**QUOTED PASSAGE:**
--------------------
Eid lights went up in Malé and other cities, and communal gatherings proceeded as planned. President Dr Mohamed Muizzu and First Lady Sajidha Mohamed welcomed the public to the presidential residence for Eid greetings on Friday morning. Children's evenings in Malé, Villimalé and Hulhumalé featured rappelling towers, Coast Guard boat rides, and the perennially popular photo opportunities with snipers in ghillie suits and displayed weaponry. Planned by the Maldives National Defence Force in partnership with the police and state-owned enterprises, the events are due to continue across Greater Malé for a third day on Sunday ahead of the reopening of government offices on Monday. 
But the celebrations were marked by an undercurrent of unease after reports emerged about Iranian ballistic missiles fired toward the US-UK military base at the Diego Garcia island in the contested Chagos archipelago.
--------------------
**DATASET CONTENT:**

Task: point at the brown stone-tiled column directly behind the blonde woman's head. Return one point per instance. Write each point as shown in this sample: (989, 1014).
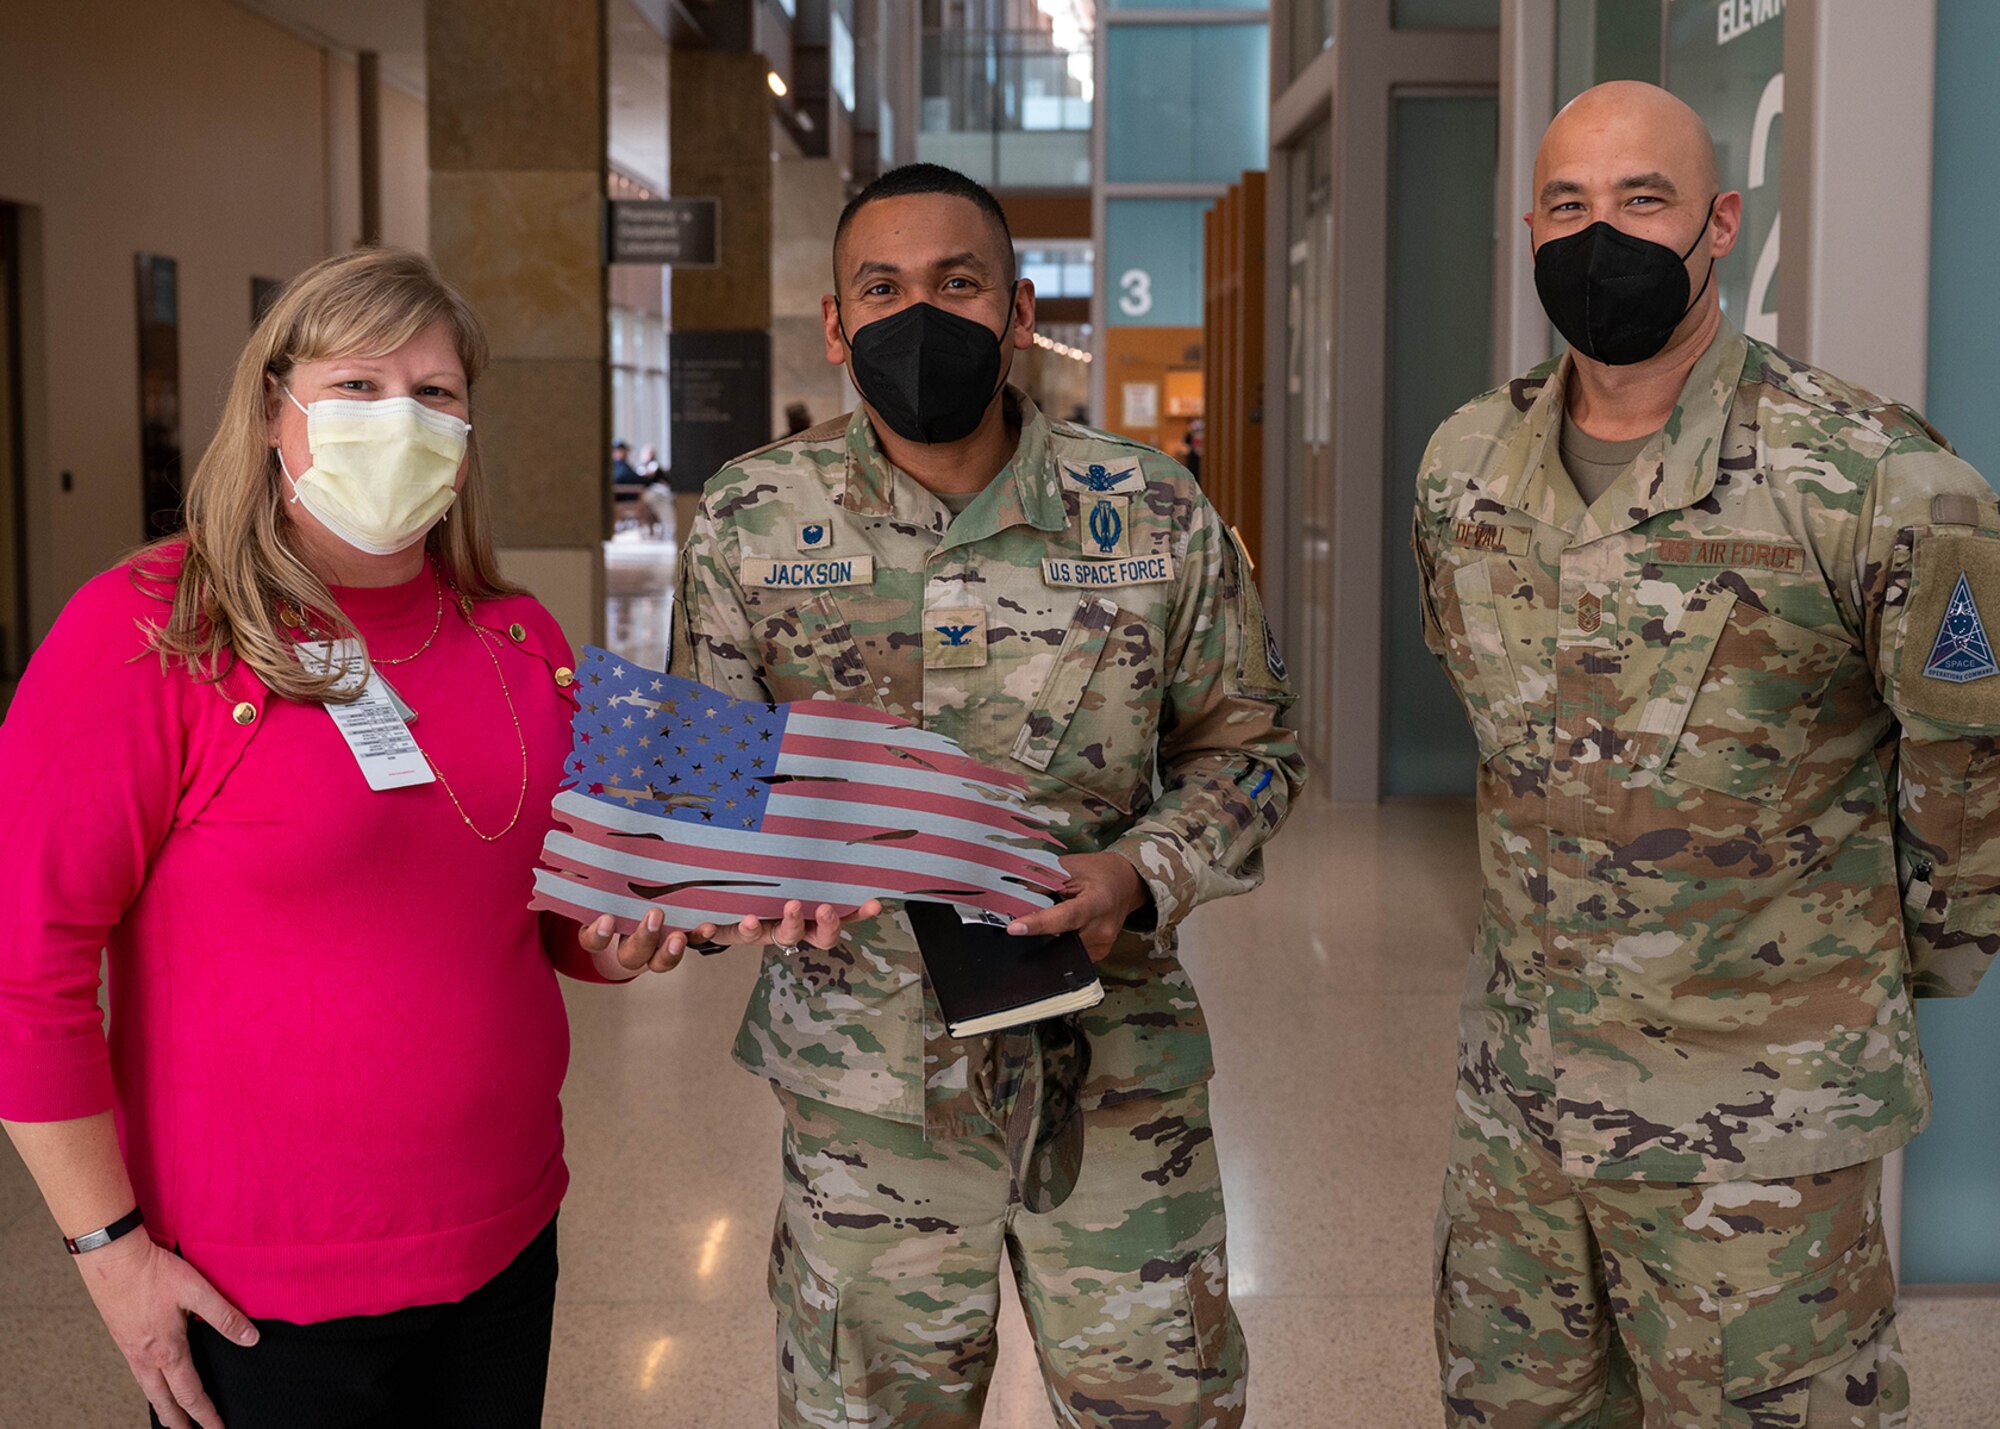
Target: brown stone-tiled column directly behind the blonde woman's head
(517, 199)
--------------------
**USING THE INFORMATION:**
**A.** Repeat the stretch of the Eid passage from "But the celebrations" through "contested Chagos archipelago.".
**B.** According to the Eid passage, which organization planned the children's evenings, and with whom did it partner?
The lines have no connection to the passage about Eid in the Maldives.

**ANSWERS BY ITEM NUMBER:**
**A.**
But the celebrations were marked by an undercurrent of unease after reports emerged about Iranian ballistic missiles fired toward the US-UK military base at the Diego Garcia island in the contested Chagos archipelago.

**B.** The Maldives National Defence Force planned them in partnership with the police and state-owned enterprises.